## [USING THE INFORMATION]
1. In the piece on the climate change report, rewrite the part starting at "The report says" and ending at "in truth complementary.", swapping "threat" for "danger".
2. Answer these questions from the piece on the climate change report:
(a) Which organization released the report, and in what city?
(b) Which countries does the report single out for a particular focus on adaptation?
(c) According to the report, adaptation cannot be successfully implemented if treated as what?
3. Continue the piece on the climate change report from its last sentence.

*** Opening of PASSAGE PROVIDED ***

Today the European Policy Centre in Brussels released the report Climate change: Global Risks, Challenges & Decisions. The findings of this report do not directly affect workplace safety but do indicate new ways in which businesses must manage the economic and social hazards that climate change produces. These new ways of management must be anticipated and understood by OHS professionals.
The report says that
“Linking climate change with broader sustainable consumption and production concerns, human rights issues and democratic values is crucial for shifting societies towards more sustainable development pathways.”
The need for integrated management of business has never been greater. The common threat of climate change can only be met with a business strategy that embraces the reality of the threat and has this reality on the table of all business discussions – a desire that many professionals have also been pushing for OHS for years. The boardroom and management tables are becoming full of issues that some see as competing but are in truth complementary.
The report discusses two types of action that can be taken. Businesses that produce large amounts of carbon should be well involved with mitigation measures and the political policy frameworks. Other businesses can benefit substantially from adapation, that is
“…whereby society increases its capacity to cope with the impacts of climate change, so far as possible.”
The report gives developing countries a particular focus for adaptation but the concept is equally relevant, and perhaps more easily implemented, in Western countries.
“Adaptation to climate change cannot be successfully implemented if treated as an “add on” and implemented separately from other initiatives aimed at fostering economic and social development and increasing the resilience of societies.”

*** Close of PASSAGE PROVIDED ***
*** Opening of DATASET ***

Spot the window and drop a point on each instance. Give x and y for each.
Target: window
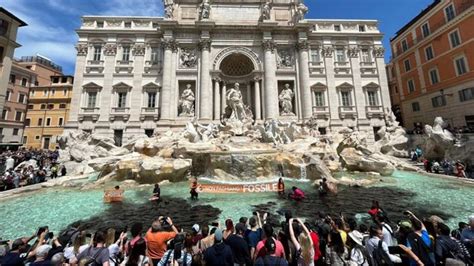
(366, 56)
(461, 66)
(449, 12)
(151, 99)
(91, 99)
(411, 86)
(155, 55)
(404, 45)
(18, 116)
(415, 106)
(407, 65)
(429, 53)
(372, 98)
(126, 53)
(97, 52)
(425, 29)
(319, 98)
(315, 55)
(340, 56)
(466, 94)
(122, 100)
(21, 98)
(346, 98)
(454, 38)
(434, 77)
(438, 101)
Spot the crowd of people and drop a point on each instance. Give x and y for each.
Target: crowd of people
(28, 166)
(321, 240)
(446, 167)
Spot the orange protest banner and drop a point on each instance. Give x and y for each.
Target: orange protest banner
(237, 188)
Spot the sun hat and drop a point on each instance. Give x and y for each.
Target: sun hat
(196, 228)
(357, 237)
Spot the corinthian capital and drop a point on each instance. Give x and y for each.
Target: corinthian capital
(81, 48)
(268, 45)
(205, 44)
(302, 45)
(110, 49)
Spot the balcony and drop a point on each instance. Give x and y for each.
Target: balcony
(150, 113)
(91, 113)
(153, 66)
(122, 113)
(347, 112)
(321, 112)
(342, 68)
(95, 66)
(317, 68)
(124, 66)
(374, 111)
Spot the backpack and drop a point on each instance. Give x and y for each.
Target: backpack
(91, 260)
(380, 256)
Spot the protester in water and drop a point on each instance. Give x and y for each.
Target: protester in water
(281, 187)
(296, 194)
(193, 191)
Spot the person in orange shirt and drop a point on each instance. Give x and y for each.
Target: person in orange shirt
(157, 237)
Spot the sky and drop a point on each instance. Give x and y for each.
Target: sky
(52, 23)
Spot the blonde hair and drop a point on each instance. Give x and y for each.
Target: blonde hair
(110, 239)
(306, 247)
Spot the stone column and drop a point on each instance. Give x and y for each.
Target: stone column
(165, 96)
(217, 99)
(258, 109)
(205, 89)
(271, 91)
(223, 98)
(305, 90)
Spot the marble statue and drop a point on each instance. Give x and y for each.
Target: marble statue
(186, 101)
(188, 58)
(266, 11)
(286, 100)
(205, 9)
(301, 11)
(169, 6)
(235, 102)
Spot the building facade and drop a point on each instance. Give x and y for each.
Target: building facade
(14, 110)
(432, 70)
(9, 25)
(136, 75)
(48, 110)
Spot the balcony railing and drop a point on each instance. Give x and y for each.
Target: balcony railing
(434, 28)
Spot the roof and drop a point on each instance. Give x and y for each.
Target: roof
(415, 19)
(22, 23)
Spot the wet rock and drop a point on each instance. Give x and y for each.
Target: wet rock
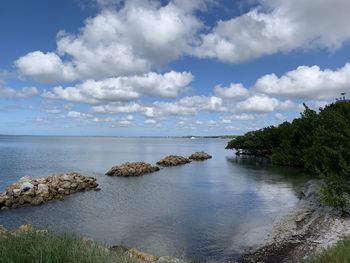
(3, 230)
(38, 191)
(200, 156)
(26, 186)
(141, 256)
(132, 169)
(169, 260)
(87, 241)
(24, 229)
(173, 160)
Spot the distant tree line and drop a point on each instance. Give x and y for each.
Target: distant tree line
(318, 142)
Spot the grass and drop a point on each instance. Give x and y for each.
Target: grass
(340, 253)
(48, 247)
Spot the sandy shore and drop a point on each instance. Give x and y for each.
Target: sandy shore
(304, 231)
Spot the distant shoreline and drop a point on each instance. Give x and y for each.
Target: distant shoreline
(116, 136)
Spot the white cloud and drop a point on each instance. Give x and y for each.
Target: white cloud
(77, 114)
(306, 83)
(45, 67)
(190, 106)
(261, 103)
(151, 121)
(118, 108)
(278, 26)
(234, 91)
(279, 116)
(134, 39)
(18, 93)
(168, 85)
(241, 117)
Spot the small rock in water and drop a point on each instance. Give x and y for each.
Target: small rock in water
(173, 160)
(142, 256)
(132, 169)
(39, 191)
(200, 156)
(26, 186)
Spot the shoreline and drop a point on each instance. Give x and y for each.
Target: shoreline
(304, 231)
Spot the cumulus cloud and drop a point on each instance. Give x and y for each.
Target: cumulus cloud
(45, 67)
(168, 85)
(77, 114)
(190, 106)
(306, 83)
(130, 40)
(18, 93)
(261, 103)
(277, 26)
(234, 91)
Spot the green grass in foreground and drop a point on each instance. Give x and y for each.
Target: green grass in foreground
(340, 253)
(49, 247)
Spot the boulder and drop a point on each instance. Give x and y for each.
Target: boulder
(200, 156)
(173, 160)
(132, 169)
(39, 191)
(141, 256)
(26, 186)
(3, 230)
(168, 259)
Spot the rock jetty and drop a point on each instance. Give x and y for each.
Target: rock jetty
(28, 191)
(173, 160)
(132, 169)
(200, 156)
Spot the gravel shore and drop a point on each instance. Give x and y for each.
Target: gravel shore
(306, 230)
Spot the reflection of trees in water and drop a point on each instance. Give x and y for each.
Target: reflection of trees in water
(264, 172)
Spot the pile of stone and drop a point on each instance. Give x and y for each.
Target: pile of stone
(29, 191)
(200, 156)
(173, 160)
(132, 169)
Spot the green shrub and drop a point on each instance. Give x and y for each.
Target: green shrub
(48, 247)
(340, 253)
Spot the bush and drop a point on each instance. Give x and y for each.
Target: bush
(340, 253)
(317, 142)
(48, 247)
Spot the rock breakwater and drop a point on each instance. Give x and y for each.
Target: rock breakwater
(200, 156)
(28, 191)
(132, 169)
(173, 160)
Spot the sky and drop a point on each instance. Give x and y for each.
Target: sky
(168, 67)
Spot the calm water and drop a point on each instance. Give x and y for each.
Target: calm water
(213, 209)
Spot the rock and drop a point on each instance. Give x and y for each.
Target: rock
(24, 229)
(30, 192)
(16, 191)
(132, 169)
(200, 156)
(37, 200)
(173, 160)
(24, 179)
(169, 260)
(142, 256)
(26, 186)
(87, 241)
(42, 190)
(3, 230)
(43, 187)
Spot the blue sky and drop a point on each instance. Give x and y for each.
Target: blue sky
(151, 67)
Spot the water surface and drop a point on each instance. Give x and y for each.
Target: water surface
(214, 209)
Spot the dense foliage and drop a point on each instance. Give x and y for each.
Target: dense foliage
(318, 142)
(340, 253)
(47, 247)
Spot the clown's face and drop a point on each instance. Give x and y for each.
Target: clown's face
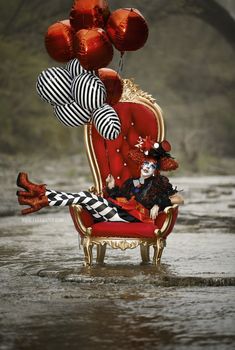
(147, 169)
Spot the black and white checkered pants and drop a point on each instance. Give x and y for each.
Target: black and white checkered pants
(100, 208)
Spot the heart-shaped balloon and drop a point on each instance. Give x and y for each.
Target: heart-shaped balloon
(59, 41)
(93, 48)
(127, 29)
(89, 13)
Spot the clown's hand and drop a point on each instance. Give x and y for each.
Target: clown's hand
(110, 182)
(154, 212)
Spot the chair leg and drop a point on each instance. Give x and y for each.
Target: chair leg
(144, 251)
(101, 249)
(87, 247)
(158, 250)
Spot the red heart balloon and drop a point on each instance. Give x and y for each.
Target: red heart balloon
(59, 41)
(127, 29)
(89, 13)
(112, 83)
(93, 48)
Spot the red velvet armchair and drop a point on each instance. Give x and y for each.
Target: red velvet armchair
(140, 116)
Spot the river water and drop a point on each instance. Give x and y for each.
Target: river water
(50, 301)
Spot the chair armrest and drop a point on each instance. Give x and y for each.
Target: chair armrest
(82, 219)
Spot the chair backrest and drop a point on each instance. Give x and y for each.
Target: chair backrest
(140, 116)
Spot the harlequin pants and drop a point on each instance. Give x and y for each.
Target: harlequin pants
(100, 208)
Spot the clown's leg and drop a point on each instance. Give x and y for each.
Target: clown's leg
(37, 197)
(98, 206)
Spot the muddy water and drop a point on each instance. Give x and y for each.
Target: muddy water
(50, 301)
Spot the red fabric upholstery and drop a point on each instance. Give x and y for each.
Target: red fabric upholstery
(136, 120)
(129, 230)
(132, 230)
(112, 158)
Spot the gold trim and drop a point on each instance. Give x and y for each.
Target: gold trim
(85, 230)
(122, 243)
(168, 220)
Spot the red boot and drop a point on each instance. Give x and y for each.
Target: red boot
(34, 196)
(32, 189)
(36, 203)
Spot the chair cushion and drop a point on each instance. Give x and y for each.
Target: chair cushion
(127, 230)
(112, 156)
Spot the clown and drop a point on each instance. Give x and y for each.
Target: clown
(137, 200)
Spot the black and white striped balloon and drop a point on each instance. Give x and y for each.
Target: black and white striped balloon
(107, 122)
(54, 86)
(72, 114)
(74, 67)
(88, 91)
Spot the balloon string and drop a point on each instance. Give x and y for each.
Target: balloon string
(120, 68)
(121, 62)
(107, 155)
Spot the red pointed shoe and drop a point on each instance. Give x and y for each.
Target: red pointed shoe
(35, 203)
(31, 189)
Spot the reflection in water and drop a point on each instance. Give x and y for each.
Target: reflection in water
(50, 301)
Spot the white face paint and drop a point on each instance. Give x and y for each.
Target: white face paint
(147, 169)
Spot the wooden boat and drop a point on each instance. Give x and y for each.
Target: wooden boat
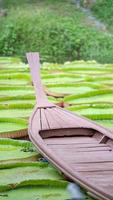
(80, 148)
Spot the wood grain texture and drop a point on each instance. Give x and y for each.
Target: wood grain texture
(80, 148)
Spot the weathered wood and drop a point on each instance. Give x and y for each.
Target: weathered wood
(80, 148)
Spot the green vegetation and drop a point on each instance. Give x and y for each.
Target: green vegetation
(104, 10)
(57, 29)
(14, 151)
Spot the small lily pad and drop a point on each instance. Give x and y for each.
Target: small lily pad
(12, 151)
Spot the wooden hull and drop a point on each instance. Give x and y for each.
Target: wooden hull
(80, 148)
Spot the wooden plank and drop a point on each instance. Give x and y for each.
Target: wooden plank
(67, 148)
(36, 123)
(44, 121)
(70, 140)
(90, 167)
(52, 120)
(86, 157)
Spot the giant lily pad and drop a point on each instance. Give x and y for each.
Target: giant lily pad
(91, 97)
(47, 192)
(101, 113)
(15, 174)
(13, 128)
(12, 151)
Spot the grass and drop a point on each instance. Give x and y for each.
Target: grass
(57, 29)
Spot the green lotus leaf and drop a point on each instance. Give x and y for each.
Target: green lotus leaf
(46, 192)
(19, 173)
(12, 127)
(12, 151)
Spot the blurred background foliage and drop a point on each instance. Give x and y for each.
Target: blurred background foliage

*** Close of DATASET ***

## [EXERCISE ANSWERS]
1.
The report says that
“Linking climate change with broader sustainable consumption and production concerns, human rights issues and democratic values is crucial for shifting societies towards more sustainable development pathways.”
The need for integrated management of business has never been greater. The common danger of climate change can only be met with a business strategy that embraces the reality of the danger and has this reality on the table of all business discussions – a desire that many professionals have also been pushing for OHS for years. The boardroom and management tables are becoming full of issues that some see as competing but are in truth complementary.

2.
(a) The European Policy Centre, in Brussels.
(b) Developing countries.
(c) An "add on".

3.
Climate change is altering the statistical possibilities of worst-case scenarios. The one-in-a-million is becoming the one-in-a-thousand. The once-in-a-hundred-years is becoming once-in-a-decade. The rapidity of change and the greater extremes and fluctuations of these events are changing the way projects are handled, costed and managed. These fluctuations will challenge the way that safety is managed and are broadening the scope of the profession.
OHS needs to be seen as a discipline that is as multi-faceted as risk management, as human as human resources and as responsible as corporate social responsibility. The OHS professional will remain focused on the safety of employees but what used to be on the periphery is now moving to the centre – climate change, business continuity, infectious disease pandemics, travel, risk management, shareholder expectations, quality, auditing, governance and accountability, to name a few.
And none of these issues can be dealth with without an integrated and adaptive approach, an approach that can provide more wide-ranging social benefits than ever before.